## What the exercise asks:
Convert every row below into a numbered list with one item per line, omitting any blank lines.

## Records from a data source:
::::::::::
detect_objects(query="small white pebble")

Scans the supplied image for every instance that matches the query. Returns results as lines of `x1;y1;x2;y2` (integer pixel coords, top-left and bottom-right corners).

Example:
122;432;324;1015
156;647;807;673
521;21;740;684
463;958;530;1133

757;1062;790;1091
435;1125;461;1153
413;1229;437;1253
::::::::::
## Exercise result:
1. detect_objects(query="small white pebble")
2. Scans the supplied image for every instance that matches the query. Returns results as lines of `x1;y1;x2;y2` (integer pixel coords, top-left and bottom-right corners).
3. Example:
4. 122;432;324;1015
5. 156;647;807;673
6. 521;21;740;684
7. 463;958;530;1133
8. 757;1062;790;1091
9. 435;1125;461;1153
10. 413;1229;437;1253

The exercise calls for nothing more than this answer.